| 阅读摘录 |
▼

修改上面的测试代码,给 start 添加 volatile 修饰符:

public class Test {
    private volatile int start = 0;
    public static void main(String[] args) {
        List res = new ArrayList<>();
        for (int i = 0; i < 10; i++) {
            res.add(new Test().test());
        }
        System.out.println(res);
    }
    private int test() {
        Runnable runnable = () -> add();
        ExecutorService executorService = Executors.newFixedThreadPool(100);
        for (int i = 0; i < 100; i++) {
            executorService.execute(runnable);
        }
        try {
            Thread.sleep(1000);
        } catch (InterruptedException e) {
            e.printStackTrace();
        }
        executorService.shutdown();
        return start;
    }
    void add() {
        for (int i = 0; i < 100000; i++) {
            start++;
        }
    }
}

查看控制台输出:

[2292403, 2449807, 2146843, 1899033, 2120498, 4689152, 2264998, 2181451, 2266435, 2443323]

可以发现结果也是不对的。

▲

| 数据列表 |
▼

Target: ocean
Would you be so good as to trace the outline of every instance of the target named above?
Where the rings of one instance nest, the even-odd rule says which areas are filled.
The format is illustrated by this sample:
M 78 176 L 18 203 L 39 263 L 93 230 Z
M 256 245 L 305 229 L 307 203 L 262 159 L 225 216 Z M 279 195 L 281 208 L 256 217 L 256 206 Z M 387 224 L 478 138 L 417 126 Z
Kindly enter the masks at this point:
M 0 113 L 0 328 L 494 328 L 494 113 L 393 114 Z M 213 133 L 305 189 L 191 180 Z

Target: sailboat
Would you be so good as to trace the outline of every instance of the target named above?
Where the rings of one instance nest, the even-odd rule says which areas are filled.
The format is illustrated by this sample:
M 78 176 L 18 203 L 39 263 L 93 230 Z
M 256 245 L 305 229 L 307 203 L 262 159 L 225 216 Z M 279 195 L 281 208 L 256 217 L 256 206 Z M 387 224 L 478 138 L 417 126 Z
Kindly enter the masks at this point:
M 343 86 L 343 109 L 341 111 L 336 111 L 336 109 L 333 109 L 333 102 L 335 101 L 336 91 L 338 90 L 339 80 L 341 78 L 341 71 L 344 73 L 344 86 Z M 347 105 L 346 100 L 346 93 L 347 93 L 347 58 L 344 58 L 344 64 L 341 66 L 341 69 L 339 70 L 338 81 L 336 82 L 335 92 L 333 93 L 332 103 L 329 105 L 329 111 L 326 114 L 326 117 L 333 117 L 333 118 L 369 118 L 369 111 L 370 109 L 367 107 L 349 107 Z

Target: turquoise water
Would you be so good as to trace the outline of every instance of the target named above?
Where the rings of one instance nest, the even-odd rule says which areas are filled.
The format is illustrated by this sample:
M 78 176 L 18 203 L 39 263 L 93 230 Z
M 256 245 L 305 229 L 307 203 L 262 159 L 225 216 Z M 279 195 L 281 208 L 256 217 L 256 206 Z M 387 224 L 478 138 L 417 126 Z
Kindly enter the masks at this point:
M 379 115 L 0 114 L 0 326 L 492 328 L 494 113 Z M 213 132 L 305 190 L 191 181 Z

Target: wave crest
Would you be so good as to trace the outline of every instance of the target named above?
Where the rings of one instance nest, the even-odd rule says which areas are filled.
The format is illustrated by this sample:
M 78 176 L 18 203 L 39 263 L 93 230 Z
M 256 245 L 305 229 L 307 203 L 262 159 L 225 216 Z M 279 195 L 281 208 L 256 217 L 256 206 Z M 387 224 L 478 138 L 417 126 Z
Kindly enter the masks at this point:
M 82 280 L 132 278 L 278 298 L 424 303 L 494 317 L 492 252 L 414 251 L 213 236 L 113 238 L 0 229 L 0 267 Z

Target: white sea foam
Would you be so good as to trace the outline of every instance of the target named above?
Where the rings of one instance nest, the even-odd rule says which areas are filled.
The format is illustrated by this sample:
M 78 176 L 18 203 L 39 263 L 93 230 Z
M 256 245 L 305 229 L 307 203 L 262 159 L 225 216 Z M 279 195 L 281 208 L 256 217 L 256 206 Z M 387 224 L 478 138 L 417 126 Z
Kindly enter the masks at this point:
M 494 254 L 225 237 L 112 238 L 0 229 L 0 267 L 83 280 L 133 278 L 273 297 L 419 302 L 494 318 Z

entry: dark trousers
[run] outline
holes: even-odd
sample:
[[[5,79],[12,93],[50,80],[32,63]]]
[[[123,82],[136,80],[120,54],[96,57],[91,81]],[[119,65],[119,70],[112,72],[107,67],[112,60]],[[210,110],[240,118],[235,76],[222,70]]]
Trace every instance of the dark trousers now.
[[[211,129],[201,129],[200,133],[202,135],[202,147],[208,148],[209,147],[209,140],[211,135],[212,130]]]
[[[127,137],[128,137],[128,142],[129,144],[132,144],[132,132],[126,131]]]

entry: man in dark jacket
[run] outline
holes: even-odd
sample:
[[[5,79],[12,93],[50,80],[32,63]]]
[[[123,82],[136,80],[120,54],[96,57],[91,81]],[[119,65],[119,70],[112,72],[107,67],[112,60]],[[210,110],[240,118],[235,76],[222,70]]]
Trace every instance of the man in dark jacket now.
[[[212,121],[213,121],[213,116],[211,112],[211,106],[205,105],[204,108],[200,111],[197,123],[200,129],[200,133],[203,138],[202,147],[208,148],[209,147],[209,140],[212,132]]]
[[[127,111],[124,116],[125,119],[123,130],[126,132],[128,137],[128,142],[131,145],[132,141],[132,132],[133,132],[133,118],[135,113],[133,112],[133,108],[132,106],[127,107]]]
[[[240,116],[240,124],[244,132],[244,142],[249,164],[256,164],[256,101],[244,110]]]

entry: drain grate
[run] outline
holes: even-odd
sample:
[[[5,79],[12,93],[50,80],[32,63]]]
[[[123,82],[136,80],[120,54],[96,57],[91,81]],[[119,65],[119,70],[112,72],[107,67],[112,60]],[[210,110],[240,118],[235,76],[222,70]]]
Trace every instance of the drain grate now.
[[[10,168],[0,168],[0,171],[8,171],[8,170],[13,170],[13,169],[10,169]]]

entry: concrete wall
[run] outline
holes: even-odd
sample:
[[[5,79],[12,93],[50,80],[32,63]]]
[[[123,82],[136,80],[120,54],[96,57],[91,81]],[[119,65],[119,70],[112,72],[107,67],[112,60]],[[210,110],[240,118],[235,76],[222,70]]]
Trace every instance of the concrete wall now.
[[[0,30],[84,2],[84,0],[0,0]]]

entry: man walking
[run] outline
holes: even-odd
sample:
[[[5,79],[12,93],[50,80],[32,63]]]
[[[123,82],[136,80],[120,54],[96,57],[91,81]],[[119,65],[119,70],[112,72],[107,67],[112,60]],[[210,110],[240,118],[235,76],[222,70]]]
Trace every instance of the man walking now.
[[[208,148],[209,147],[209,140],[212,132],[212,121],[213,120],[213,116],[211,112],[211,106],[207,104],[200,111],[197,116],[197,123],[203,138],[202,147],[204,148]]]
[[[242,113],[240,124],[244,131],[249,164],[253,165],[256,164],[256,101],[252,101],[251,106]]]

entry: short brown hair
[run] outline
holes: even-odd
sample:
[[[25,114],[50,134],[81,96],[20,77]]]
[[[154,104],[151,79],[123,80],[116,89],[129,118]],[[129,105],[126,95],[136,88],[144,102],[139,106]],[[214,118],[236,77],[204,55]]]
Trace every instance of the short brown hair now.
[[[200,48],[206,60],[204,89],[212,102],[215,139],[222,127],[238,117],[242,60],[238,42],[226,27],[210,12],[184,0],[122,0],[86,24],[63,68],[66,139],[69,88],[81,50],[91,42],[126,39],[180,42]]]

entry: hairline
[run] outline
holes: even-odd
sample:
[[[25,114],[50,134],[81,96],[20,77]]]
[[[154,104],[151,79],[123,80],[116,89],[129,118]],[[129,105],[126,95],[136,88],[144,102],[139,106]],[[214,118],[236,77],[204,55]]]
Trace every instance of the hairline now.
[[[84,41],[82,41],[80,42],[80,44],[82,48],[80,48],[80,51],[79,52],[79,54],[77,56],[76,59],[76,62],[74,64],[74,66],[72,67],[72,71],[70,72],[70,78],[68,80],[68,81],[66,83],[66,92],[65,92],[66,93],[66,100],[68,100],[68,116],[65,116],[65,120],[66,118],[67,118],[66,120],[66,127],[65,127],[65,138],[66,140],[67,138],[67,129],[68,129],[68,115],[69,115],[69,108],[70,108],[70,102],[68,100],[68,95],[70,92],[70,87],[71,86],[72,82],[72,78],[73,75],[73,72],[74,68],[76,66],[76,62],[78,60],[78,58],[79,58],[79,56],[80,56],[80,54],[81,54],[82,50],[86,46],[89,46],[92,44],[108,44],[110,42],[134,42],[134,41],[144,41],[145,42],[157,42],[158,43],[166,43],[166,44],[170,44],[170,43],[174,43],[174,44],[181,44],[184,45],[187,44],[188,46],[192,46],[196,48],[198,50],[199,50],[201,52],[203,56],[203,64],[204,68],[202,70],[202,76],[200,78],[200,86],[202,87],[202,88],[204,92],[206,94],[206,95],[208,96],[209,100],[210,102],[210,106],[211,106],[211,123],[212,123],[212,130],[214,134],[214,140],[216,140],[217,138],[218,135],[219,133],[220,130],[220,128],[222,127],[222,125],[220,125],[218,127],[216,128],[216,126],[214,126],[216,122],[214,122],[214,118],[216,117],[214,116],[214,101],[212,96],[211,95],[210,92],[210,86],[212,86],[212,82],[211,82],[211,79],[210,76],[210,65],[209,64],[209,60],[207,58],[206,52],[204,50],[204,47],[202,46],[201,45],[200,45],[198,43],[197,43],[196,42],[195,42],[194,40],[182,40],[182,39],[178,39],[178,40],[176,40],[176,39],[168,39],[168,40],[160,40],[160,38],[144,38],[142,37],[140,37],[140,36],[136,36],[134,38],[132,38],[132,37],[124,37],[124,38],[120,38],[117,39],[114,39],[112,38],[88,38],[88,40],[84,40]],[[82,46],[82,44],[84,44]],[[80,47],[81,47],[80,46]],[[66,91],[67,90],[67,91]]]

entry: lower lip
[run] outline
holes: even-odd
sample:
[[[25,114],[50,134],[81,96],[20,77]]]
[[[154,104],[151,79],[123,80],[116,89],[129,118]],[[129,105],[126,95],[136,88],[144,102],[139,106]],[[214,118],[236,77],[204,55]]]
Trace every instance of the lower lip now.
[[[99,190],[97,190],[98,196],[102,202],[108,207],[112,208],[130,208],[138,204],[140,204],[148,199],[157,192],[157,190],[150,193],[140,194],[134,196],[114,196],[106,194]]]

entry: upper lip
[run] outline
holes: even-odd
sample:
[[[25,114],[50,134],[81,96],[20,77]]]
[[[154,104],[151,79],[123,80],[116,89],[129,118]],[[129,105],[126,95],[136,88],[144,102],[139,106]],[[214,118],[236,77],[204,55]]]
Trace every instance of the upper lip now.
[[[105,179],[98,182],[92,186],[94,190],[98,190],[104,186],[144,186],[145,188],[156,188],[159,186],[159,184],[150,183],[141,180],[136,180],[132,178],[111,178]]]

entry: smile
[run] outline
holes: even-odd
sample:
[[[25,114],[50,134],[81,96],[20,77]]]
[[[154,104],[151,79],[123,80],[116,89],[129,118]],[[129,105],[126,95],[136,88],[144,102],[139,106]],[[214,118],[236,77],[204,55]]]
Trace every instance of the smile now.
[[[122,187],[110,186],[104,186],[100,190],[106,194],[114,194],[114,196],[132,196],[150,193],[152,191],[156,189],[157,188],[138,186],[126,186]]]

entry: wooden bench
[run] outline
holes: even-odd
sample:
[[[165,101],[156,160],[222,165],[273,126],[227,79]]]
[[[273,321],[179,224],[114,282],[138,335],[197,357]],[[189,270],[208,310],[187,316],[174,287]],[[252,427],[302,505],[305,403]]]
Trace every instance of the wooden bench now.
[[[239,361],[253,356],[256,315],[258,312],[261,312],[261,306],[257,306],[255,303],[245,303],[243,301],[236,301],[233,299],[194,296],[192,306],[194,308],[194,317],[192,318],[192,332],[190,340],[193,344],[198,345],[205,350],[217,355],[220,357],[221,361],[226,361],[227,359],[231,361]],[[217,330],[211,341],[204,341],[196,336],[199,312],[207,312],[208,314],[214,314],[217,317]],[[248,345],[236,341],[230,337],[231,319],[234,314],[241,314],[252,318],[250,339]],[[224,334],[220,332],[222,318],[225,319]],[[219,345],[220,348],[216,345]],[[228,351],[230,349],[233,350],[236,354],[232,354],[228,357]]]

▲

| 待办任务 |
**1.** 根据关于 volatile 的摘录,修改后的代码给哪个变量加上了 volatile 修饰符?
**2.** 下面三句话和关于 volatile 的摘录是否相符?每句回答“是”或“否”,并原样引用摘录中起决定作用的文字。
(a) add 方法里的循环要执行 100000 次。
(b) 线程池是用 10 个线程创建的。
(c) 加上 volatile 之后,输出的结果就对了。

| 任务解答 |
**1.** 给 start 加上了 volatile 修饰符。

**2.**
(a) 是。“for (int i = 0; i < 100000; i++) {”
(b) 否。“Executors.newFixedThreadPool(100)”
(c) 否。“可以发现结果也是不对的。”